→ **DIRECTIONS**:
Write out all records as given; omit images.

→ **RAW DATA**:

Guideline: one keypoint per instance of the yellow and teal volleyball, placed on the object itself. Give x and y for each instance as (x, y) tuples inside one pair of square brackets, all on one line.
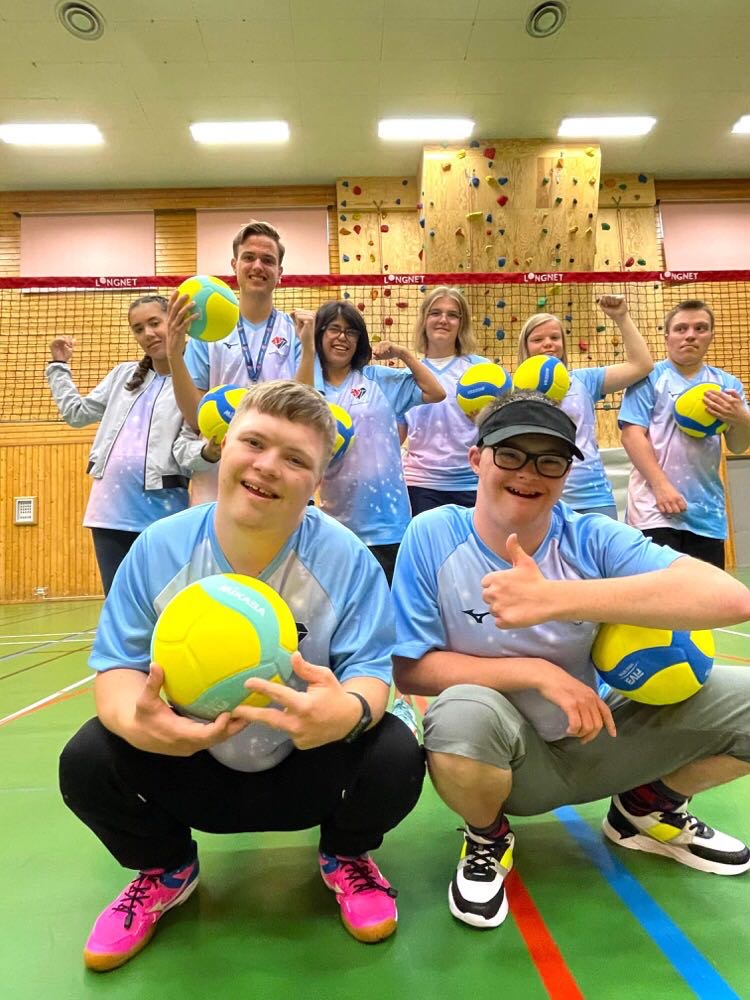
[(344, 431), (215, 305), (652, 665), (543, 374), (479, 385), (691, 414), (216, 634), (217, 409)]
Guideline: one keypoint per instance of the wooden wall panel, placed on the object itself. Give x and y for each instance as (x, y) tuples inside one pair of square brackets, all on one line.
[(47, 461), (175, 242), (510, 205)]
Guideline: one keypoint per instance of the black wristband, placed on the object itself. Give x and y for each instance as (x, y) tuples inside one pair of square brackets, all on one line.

→ **SOLUTION TO THIS TASK**:
Guideline: one keypoint per instance of the yellow and teal volleyball, placed on the object itself. Give x and y for each instance as (x, y) tuples inside one pair of square brackets, all on one line.
[(344, 431), (215, 305), (652, 665), (543, 374), (479, 385), (691, 414), (216, 634), (217, 409)]
Guideline: one keypoint per instance of the wooden wall panel, placed on the object itself. Give x and y for each instance as (x, y) tuples inside one pair of square brackets, all on one line.
[(47, 461), (175, 242), (510, 205)]
Guideline: one keypoint per instance of the black wristband, placed on the object itself. Give x and y for each instance as (x, y) tuples inside one pair of square brackets, all on one line.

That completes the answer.